[[ Excerpt provided open ]]

Scientists from the Trinity College Dublin and the ITMO University have demonstrated that ordinary nanocrystals have intrinsic chirality and can be produced under normal conditions as a half-and-half mixture of mirror images of each other.
These findings have opened new possibilities in medicine, bio-technology and nanobiotechnology for applications including targeted drug delivery.
Chirality of an object is its property that allows it to be non-superimposable with its mirror image. Ever since the development of artificial nanocrystals, scientists thought that chirality was either random or completely absent in nanocrystals.
Researchers from Trinity College’s Centre for Research on Adaptive Nanostructures and Nanodevices (CRANN), partnered with collaborators from ITMO University’s Optics of Quantum Nanostructures laboratory in a joint experiment to show that standard nanocrystals were made up a 50:50 mixture of 'left' and 'right' chiral forms. Standard nanocrystals are composed of cadmium selenide quantum dots and quantum rods. Artificial chiral nanocrystals can be produced by fastening special chiral ligand molecules to the nanocrystal surface.

[[ Excerpt provided closed ]]
[[ Records provided open ]]

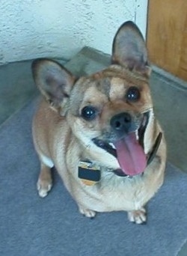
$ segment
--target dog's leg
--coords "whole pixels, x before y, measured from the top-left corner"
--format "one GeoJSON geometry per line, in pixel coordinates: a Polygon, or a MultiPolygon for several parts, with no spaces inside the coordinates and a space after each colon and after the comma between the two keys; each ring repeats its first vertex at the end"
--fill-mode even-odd
{"type": "Polygon", "coordinates": [[[96,216],[96,212],[92,210],[86,209],[82,206],[79,205],[79,210],[82,214],[88,218],[94,219],[96,216]]]}
{"type": "Polygon", "coordinates": [[[39,195],[41,198],[46,196],[52,186],[51,168],[41,162],[41,170],[37,183],[39,195]]]}
{"type": "Polygon", "coordinates": [[[136,224],[145,224],[147,221],[146,210],[141,207],[140,210],[132,210],[127,213],[128,219],[131,222],[136,224]]]}

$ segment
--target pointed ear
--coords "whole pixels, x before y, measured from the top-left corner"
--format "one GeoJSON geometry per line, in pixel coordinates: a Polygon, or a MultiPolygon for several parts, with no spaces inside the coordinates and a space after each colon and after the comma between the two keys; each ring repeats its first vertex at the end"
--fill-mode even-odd
{"type": "Polygon", "coordinates": [[[40,58],[32,63],[34,82],[52,109],[63,108],[68,100],[75,77],[58,63],[40,58]]]}
{"type": "Polygon", "coordinates": [[[131,21],[123,23],[116,33],[112,46],[112,63],[135,70],[146,76],[150,74],[144,37],[131,21]]]}

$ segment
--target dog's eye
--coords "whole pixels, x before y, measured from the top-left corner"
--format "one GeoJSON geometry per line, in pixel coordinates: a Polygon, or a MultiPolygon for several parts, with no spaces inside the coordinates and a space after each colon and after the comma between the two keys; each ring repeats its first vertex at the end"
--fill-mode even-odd
{"type": "Polygon", "coordinates": [[[82,116],[87,121],[94,120],[96,115],[96,110],[95,108],[87,106],[82,109],[82,116]]]}
{"type": "Polygon", "coordinates": [[[140,91],[135,86],[130,87],[126,92],[126,97],[129,101],[137,101],[140,99],[140,91]]]}

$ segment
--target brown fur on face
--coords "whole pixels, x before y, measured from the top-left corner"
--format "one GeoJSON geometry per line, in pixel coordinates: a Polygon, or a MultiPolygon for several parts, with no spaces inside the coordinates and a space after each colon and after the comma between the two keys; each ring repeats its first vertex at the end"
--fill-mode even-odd
{"type": "Polygon", "coordinates": [[[162,132],[153,112],[150,67],[138,28],[125,22],[114,39],[111,65],[91,76],[77,79],[49,59],[34,61],[32,69],[44,97],[33,122],[34,143],[41,162],[39,195],[44,197],[51,189],[50,169],[55,166],[82,213],[93,217],[96,212],[126,210],[130,221],[145,222],[144,207],[164,180],[164,137],[144,174],[131,178],[116,173],[121,168],[118,156],[102,147],[133,133],[148,158],[162,132]],[[139,94],[132,100],[129,91],[134,88],[139,94]],[[100,170],[101,178],[93,186],[78,177],[82,160],[100,170]]]}

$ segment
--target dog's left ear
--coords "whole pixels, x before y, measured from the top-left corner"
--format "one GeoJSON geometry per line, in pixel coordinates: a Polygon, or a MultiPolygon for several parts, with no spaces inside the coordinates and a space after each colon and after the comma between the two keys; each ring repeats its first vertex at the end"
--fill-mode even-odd
{"type": "Polygon", "coordinates": [[[47,58],[34,61],[32,73],[36,85],[52,109],[64,115],[75,77],[60,64],[47,58]]]}
{"type": "Polygon", "coordinates": [[[150,76],[147,52],[144,37],[131,21],[123,23],[116,33],[112,46],[112,63],[150,76]]]}

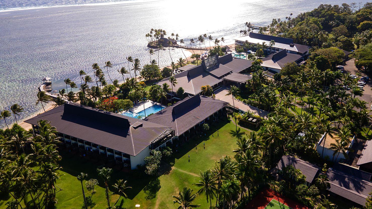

[[ Records provided closed ]]

■ Exercise goal: Continue the piece on chirality in ordinary nanocrystals from its last sentence. The material has no connection to the text.

■ Reply:
In the natural world, chirality is an inherent property of many objects that range from spiral galaxies to elementary particles. The human body is composed of chiral biomolecules. Many other biological objects are also composed of these chiral biomolecules. In these compounds, the 'left' form may be significantly different from the 'right' form. Among these forms, usually one form is beneficial, which could be medical benefits, while the other form, which is its antipode, would be useless. Ibuprofen is a widely used painkiller and its molecules possess two optical mirror isomers. One of these isomers is beneficial and relieves the pain, while the other is toxic and does not relieve pain.
The optical activity is considered to be an important indicator of chiral environment. It has the ability to rotate the polarized light plane to the left or right, depending upon the nanocrystal’s chiral form. Theoretically, optical activity is not observed in any normal nanocrystal solution. The absence of chirality in nanocrystals has been considered to be the cause of optical activity. In this study, the researchers have proved the opposite, by dividing the nanocrystal’s 'left' and 'right' forms.
The absence of optical activity in a solution of nanocrystals can be explained by the fact that a racemic (50:50) mixture combines 'left' and 'right' versions of nanocrystals that simultaneously rotate the plane of polarization in opposite directions, thus cancelling each other out. We explain the very existence of intrinsic chirality in nanocrystals by chiral defects that occur naturally during normal synthesis of nanocrystals.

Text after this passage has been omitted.